Give everything from the line containing "query (the phrase naming what to segment): sky" down to the end of the rows as a two-column CSV headed query_text and answer. Write one CSV line per row, with its text and its answer each in a single quoted field and line breaks replaced by spaces.

☆ ☆ ☆ ☆ ☆ ☆ ☆

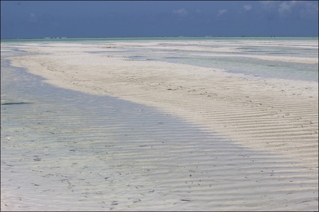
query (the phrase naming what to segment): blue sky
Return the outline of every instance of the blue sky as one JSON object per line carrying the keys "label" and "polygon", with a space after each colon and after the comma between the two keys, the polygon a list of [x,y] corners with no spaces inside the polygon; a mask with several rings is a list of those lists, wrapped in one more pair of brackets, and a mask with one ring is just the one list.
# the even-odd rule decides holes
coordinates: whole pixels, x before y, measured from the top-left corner
{"label": "blue sky", "polygon": [[318,35],[318,1],[1,1],[1,39]]}

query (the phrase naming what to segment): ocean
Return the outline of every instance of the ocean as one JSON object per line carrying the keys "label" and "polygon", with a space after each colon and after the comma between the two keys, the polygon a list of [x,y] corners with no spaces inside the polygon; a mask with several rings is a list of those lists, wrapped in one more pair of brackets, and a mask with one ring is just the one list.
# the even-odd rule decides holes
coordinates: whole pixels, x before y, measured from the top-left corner
{"label": "ocean", "polygon": [[[243,73],[254,77],[318,81],[318,63],[269,60],[263,58],[271,56],[279,59],[285,57],[318,59],[318,37],[55,38],[6,40],[1,40],[1,43],[67,42],[80,42],[84,45],[92,43],[112,45],[132,41],[156,42],[156,45],[154,46],[150,45],[147,47],[138,45],[128,46],[121,49],[112,51],[112,54],[114,57],[125,57],[128,59],[163,61],[217,68],[229,73]],[[297,45],[286,44],[287,42],[294,41],[298,42]],[[258,43],[250,44],[247,42],[258,42]],[[277,45],[274,45],[274,43]],[[178,48],[180,47],[183,49],[191,45],[196,45],[200,49],[194,51],[181,50]],[[230,48],[232,52],[228,49],[223,51],[225,48]],[[105,52],[106,54],[110,52],[110,51]],[[249,55],[255,57],[247,57]]]}
{"label": "ocean", "polygon": [[[318,81],[318,64],[245,57],[203,58],[165,43],[177,40],[181,46],[184,39],[189,38],[158,38],[164,49],[147,46],[145,52],[144,47],[128,46],[106,54],[217,67],[256,77]],[[111,45],[132,39],[66,40]],[[309,47],[301,49],[249,46],[237,52],[318,57],[318,40],[316,49],[315,42],[310,39],[314,44],[309,46],[308,41],[305,38]],[[280,198],[288,192],[269,187],[271,172],[280,172],[284,187],[300,189],[290,184],[296,180],[291,172],[298,167],[293,161],[235,144],[156,108],[57,88],[24,69],[11,66],[8,57],[30,54],[10,49],[8,45],[13,42],[4,42],[4,49],[10,51],[1,52],[1,210],[245,210],[253,208],[256,202],[269,201],[280,205]],[[272,170],[264,167],[269,163]],[[308,180],[303,175],[298,173],[296,180]],[[313,195],[313,185],[305,184],[303,195]],[[252,192],[256,187],[260,195]],[[267,206],[261,204],[258,208],[272,208]]]}

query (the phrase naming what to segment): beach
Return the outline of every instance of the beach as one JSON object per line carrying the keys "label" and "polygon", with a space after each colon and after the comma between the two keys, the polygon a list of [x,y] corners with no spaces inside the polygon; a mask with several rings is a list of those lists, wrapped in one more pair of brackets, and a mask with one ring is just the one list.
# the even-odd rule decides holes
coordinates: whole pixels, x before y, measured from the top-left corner
{"label": "beach", "polygon": [[[242,49],[238,48],[249,46],[261,49],[284,46],[318,52],[318,40],[296,40],[1,43],[1,51],[14,48],[30,53],[9,57],[11,65],[26,69],[49,85],[86,96],[108,96],[138,104],[125,110],[132,110],[140,116],[149,107],[164,117],[172,117],[170,121],[157,121],[162,118],[150,112],[151,115],[147,117],[152,121],[143,122],[143,127],[137,134],[139,139],[132,139],[137,141],[134,145],[130,140],[123,140],[126,141],[112,148],[111,154],[100,155],[107,161],[115,157],[123,164],[116,166],[118,163],[107,163],[112,167],[111,172],[117,173],[112,175],[115,182],[111,194],[104,194],[103,189],[99,192],[106,196],[109,206],[101,208],[89,204],[86,210],[318,211],[318,80],[261,77],[237,71],[225,71],[218,64],[212,67],[152,58],[154,52],[169,55],[167,59],[177,55],[187,58],[245,58],[269,63],[274,73],[280,72],[280,67],[274,65],[279,61],[300,66],[301,69],[303,66],[318,66],[318,53],[317,57],[248,52],[243,54]],[[128,57],[124,52],[130,51],[133,53]],[[135,56],[136,52],[141,54]],[[245,66],[245,64],[238,65]],[[86,100],[79,99],[84,102]],[[118,104],[115,108],[125,103]],[[135,111],[134,107],[139,109]],[[116,110],[109,112],[118,113]],[[134,117],[129,122],[131,126],[136,126],[142,121]],[[168,125],[157,132],[159,124],[147,128],[152,125],[150,123]],[[186,125],[184,126],[183,123]],[[69,124],[72,124],[72,120]],[[87,124],[89,126],[89,123]],[[111,129],[110,126],[107,129]],[[92,126],[91,134],[94,134],[94,129]],[[114,134],[130,137],[128,129],[124,127]],[[160,139],[150,139],[153,136],[147,131],[150,129]],[[194,129],[196,130],[193,131]],[[2,136],[2,130],[1,124],[1,146],[2,141],[8,139]],[[54,132],[54,129],[51,131]],[[106,129],[96,130],[96,134],[104,131],[108,132]],[[86,132],[90,134],[90,131]],[[99,142],[95,141],[94,148],[105,148],[101,144],[103,139],[101,136]],[[90,157],[89,151],[86,154]],[[76,161],[81,155],[72,157]],[[1,172],[2,160],[1,156]],[[96,168],[89,169],[96,172],[99,167],[101,166],[96,165]],[[105,172],[107,176],[103,177],[109,177],[106,174],[108,171]],[[105,183],[96,180],[94,184]],[[77,182],[79,185],[83,183]],[[72,192],[77,193],[77,184],[69,183],[74,187]],[[19,206],[19,204],[13,206],[15,199],[10,195],[14,196],[16,193],[10,194],[9,188],[1,186],[1,211],[12,211]],[[79,194],[83,193],[77,194],[81,196]],[[44,199],[49,199],[45,196]],[[77,196],[66,196],[67,202],[77,199]],[[52,205],[47,203],[50,206],[45,208],[29,198],[25,203],[28,210],[83,208],[68,205],[63,199],[56,200],[57,205],[54,201]],[[38,198],[40,199],[35,199]]]}

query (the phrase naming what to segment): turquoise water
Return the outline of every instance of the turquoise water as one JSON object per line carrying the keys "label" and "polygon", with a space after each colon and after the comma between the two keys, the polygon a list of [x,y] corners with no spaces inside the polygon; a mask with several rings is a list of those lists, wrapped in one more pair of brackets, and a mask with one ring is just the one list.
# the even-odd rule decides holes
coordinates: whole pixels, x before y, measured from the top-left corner
{"label": "turquoise water", "polygon": [[1,42],[101,42],[101,41],[152,41],[152,40],[318,40],[318,37],[82,37],[1,39]]}
{"label": "turquoise water", "polygon": [[52,86],[5,59],[28,54],[1,53],[1,204],[9,210],[243,211],[261,199],[296,208],[281,198],[299,184],[306,197],[298,206],[318,207],[302,165],[155,108]]}
{"label": "turquoise water", "polygon": [[[50,43],[75,42],[98,45],[116,44],[118,42],[161,42],[147,47],[137,45],[105,51],[114,57],[124,57],[133,60],[154,60],[170,63],[189,64],[208,68],[224,69],[229,73],[243,73],[261,78],[274,78],[308,81],[318,81],[318,64],[269,61],[249,57],[254,56],[290,57],[296,58],[318,59],[318,37],[106,37],[106,38],[55,38],[55,39],[21,39],[1,40],[1,43]],[[207,41],[207,42],[205,42]],[[258,44],[246,45],[247,41],[259,41]],[[296,45],[286,45],[286,42],[298,42]],[[183,43],[185,42],[185,43]],[[190,44],[189,42],[198,42]],[[274,42],[279,45],[267,45]],[[203,47],[203,50],[180,50],[179,47],[189,45]],[[158,48],[160,47],[160,48]],[[162,48],[162,47],[163,47]],[[231,47],[234,52],[219,52],[221,56],[210,56],[211,49]],[[204,50],[206,49],[207,50]],[[210,50],[211,49],[211,50]],[[91,53],[103,54],[103,52]],[[225,56],[226,55],[226,56]]]}

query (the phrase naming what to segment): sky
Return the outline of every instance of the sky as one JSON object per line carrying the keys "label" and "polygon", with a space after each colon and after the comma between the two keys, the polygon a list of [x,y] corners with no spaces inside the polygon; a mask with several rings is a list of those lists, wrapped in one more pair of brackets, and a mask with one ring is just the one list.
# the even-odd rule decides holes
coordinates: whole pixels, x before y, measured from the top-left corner
{"label": "sky", "polygon": [[318,1],[1,1],[1,38],[318,36]]}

☆ ☆ ☆ ☆ ☆ ☆ ☆

The completed task:
query_text,answer
"query (the phrase naming what to segment): sky Return the outline of every instance of the sky as one JSON object per line carrying the keys ""label"" and ""polygon"", with a space after each colon and after the comma between the two keys, the polygon a list of [x,y] corners with no spaces inside the polygon; a mask with several rings is a list of those lists, wrapped in one more pair of brackets, and a mask with one ring is just the one list. # the even-odd rule decides holes coordinates: whole pixels, x before y, measured from the top-left corner","{""label"": ""sky"", ""polygon"": [[318,1],[1,1],[1,38],[318,36]]}"